**Record list**
■ ■ ■ ■ ■ ■ ■
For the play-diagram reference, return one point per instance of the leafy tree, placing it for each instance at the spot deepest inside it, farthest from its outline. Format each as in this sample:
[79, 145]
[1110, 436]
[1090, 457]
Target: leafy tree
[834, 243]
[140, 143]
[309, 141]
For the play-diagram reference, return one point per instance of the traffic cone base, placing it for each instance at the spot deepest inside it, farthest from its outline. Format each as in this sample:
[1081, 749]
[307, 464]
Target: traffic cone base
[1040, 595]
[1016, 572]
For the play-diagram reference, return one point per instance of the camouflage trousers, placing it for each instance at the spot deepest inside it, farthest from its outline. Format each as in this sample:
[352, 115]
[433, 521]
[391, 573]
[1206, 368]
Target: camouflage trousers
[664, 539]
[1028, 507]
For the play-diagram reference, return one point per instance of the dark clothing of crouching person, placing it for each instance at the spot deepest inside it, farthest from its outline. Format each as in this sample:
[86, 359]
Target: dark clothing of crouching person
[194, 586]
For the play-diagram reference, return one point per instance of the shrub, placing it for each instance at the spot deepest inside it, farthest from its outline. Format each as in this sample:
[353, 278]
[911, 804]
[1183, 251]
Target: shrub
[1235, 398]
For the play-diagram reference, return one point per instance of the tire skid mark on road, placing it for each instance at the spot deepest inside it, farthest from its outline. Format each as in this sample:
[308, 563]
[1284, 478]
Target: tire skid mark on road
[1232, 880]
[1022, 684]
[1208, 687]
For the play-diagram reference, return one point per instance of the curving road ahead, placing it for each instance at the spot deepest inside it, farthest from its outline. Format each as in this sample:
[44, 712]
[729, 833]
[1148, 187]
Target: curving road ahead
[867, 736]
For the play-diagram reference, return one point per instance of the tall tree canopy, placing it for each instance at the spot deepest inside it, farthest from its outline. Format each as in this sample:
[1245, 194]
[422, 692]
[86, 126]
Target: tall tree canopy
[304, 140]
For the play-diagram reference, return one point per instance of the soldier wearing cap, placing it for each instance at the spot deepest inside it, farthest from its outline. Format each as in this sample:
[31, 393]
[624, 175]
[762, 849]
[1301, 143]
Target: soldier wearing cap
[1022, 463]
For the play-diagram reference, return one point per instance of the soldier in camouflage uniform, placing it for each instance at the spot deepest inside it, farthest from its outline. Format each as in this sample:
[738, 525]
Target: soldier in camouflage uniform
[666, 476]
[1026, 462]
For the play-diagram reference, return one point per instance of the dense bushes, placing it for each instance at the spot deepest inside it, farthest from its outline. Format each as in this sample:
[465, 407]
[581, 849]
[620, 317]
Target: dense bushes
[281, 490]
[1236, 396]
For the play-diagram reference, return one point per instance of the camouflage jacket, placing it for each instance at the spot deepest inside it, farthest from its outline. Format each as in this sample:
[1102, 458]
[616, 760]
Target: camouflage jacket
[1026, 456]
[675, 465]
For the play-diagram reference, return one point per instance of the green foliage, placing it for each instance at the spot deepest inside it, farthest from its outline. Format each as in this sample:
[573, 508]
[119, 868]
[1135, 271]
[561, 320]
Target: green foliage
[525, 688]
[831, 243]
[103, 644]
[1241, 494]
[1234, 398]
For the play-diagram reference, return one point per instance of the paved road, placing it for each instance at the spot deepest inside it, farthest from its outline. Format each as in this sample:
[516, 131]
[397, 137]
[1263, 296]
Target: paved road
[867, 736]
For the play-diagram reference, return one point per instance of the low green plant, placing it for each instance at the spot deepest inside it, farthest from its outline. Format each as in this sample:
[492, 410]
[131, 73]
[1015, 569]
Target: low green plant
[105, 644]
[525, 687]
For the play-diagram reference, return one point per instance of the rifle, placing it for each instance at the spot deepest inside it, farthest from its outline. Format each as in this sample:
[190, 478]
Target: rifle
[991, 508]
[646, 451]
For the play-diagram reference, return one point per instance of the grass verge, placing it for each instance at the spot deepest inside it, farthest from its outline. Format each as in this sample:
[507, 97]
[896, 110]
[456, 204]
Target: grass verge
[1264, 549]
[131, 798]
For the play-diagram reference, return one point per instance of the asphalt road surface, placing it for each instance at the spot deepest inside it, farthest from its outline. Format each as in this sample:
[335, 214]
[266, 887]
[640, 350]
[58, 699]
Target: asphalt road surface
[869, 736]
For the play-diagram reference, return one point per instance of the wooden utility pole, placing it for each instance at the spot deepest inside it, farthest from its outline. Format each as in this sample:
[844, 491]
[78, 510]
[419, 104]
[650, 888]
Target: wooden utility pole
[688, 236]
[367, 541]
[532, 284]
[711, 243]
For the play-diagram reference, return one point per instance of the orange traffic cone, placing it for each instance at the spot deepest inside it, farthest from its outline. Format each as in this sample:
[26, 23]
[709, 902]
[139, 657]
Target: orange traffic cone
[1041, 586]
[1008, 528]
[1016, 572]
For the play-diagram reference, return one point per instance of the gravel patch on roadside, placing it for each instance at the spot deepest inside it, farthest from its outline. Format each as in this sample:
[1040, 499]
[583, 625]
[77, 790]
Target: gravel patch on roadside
■ ■ ■ ■ ■ ■ ■
**Exercise details**
All of the entries above need to be reproduced exactly.

**Right answer**
For the play-diagram reference, return one point per instance of the leafy tree, placing it for each instance at the spot deepest inside it, farthest from its outline. Format each as in this sample:
[79, 145]
[1110, 436]
[1090, 457]
Target: leafy tree
[834, 243]
[140, 143]
[309, 141]
For the play-diagram reference, return one point per instance of the traffic cone base, placing it for each instance at the spot deepest inside it, farthest from its outline. Format each as in this sample:
[1081, 749]
[307, 464]
Target: traffic cone base
[1040, 595]
[1016, 572]
For the play-diagram reference, return one point per instance of the camouflage trousers, placing it for each instance at the spot deepest inside it, farthest from its outline. Format each as in this sample:
[352, 115]
[433, 521]
[391, 573]
[1206, 368]
Target: camouflage trousers
[664, 539]
[1028, 507]
For the play-diagram reference, return one point per instance of the dark clothing of crouching person, placing it for each instance at the spot deepest inside it, farthest from its outline. Format each as in this sample:
[86, 359]
Target: dark clothing of crouching person
[194, 586]
For the play-diagram reference, return one point per instance of the shrub, placing it for each instance at the spot deepest inside it, farthest from its outline. Format each as in this sample:
[353, 278]
[911, 804]
[1183, 251]
Target: shrub
[1235, 398]
For the play-diagram reference, return one point per instance of the tire skid mark on road, placing it for each instance at the spot deepest inside it, farthest from its outline. Format each as in this sample:
[308, 563]
[1284, 478]
Target: tire skid mark on road
[1232, 880]
[1022, 684]
[1208, 687]
For the play-diagram reference, return one point per instance of the curving road ahead, placing it for each instance at the spot deepest inside it, farthest from its outline. Format each as in this sample:
[44, 712]
[729, 833]
[1148, 187]
Target: curving road ahead
[867, 736]
For the play-diagram reference, return one point per instance of the tall tree canopy, placing it for each instance at the spot deepest inside it, farthest from its outline. Format each as in this sample:
[1245, 194]
[422, 692]
[86, 126]
Target: tall tree canopy
[304, 140]
For the play-diagram reference, return one point per instance of the soldier wearing cap, placing it for each instance at the spot deepest inside it, farthest from its outline. Format each as in this sample:
[31, 393]
[624, 175]
[762, 849]
[1301, 143]
Target: soldier wearing cap
[1022, 463]
For the play-diagram reference, return one point per instance of the soldier in camouflage uniform, placing it for each instance at the spot deepest inside it, farthest from its outline. Format each as in this sample:
[738, 525]
Target: soldier in camouflage uniform
[666, 476]
[1026, 462]
For the play-diagram reference, return one point per instance of the dense bushes, placing it for each instance at the spot deepest inside it, farthest from its outline. Format each as in this sample:
[465, 407]
[581, 849]
[620, 317]
Target: dense bushes
[281, 490]
[1236, 396]
For the play-diagram reference, return one point per instance of the camouflage jacket, placing it for each instance at the spot deepest inside it, farthest from its outline. Format each as in this sample:
[1102, 458]
[616, 760]
Target: camouflage jacket
[1026, 456]
[675, 465]
For the play-diagram reference, return one point per instance of the green foliage, placing it for each instance at the spot deepest inside it, farthest from its outline. Format each as in this sample:
[573, 508]
[119, 868]
[1135, 271]
[561, 320]
Target: green foliage
[525, 688]
[831, 243]
[103, 644]
[1241, 494]
[1234, 398]
For the play-diagram reference, return one point per instance of the paved road, placing it for each instance at the spot deepest inside it, farthest from its outline. Format each as in this sample:
[516, 131]
[397, 137]
[1263, 296]
Target: paved road
[867, 736]
For the play-diagram reference, return one point per instance of the low green plant, placing it for each instance at the spot deepest inside it, farthest from its outline. Format each as in this sample:
[492, 410]
[131, 73]
[1015, 569]
Target: low green plant
[105, 644]
[525, 687]
For the play-diagram reference, return one point per instance of the rifle, placing it for each instance at the spot deepest inside it, farthest from its outline. Format each as in this sample:
[190, 478]
Target: rifle
[991, 508]
[646, 451]
For the play-diagram reference, return one point per instance of the grass verge, placing it for each instance at the spot deepest inside it, farthest from its outline. Format each as in this sample:
[507, 97]
[896, 110]
[456, 204]
Target: grass verge
[1264, 549]
[131, 798]
For the play-diagram reference, return one point per instance of the asphalt road surface, placing it for each instance at the spot deepest inside it, farthest from its outline. Format each as in this sample:
[335, 214]
[266, 887]
[640, 350]
[58, 699]
Target: asphalt road surface
[869, 736]
For the play-diagram reference, return one point per instance of the wooden utility pole, placing it for each instance at the spot deepest inside it, farthest from its outline. Format each as in this sample:
[844, 491]
[78, 510]
[419, 104]
[650, 888]
Target: wooden utility pole
[688, 236]
[367, 541]
[532, 284]
[711, 243]
For the play-diagram reference, return one point per instance of the orange traffic cone, placing it for each instance at the spot deepest inside it, farthest from its outline. Format each as in this sample:
[26, 23]
[709, 902]
[139, 657]
Target: orange traffic cone
[1041, 586]
[1008, 528]
[1016, 572]
For the play-diagram reference, return one point per instance of the gravel patch on roadside, placing it for each instance at the spot deepest inside it, farthest from its outline. Format each as in this sample:
[1040, 499]
[583, 625]
[77, 790]
Target: gravel patch on roadside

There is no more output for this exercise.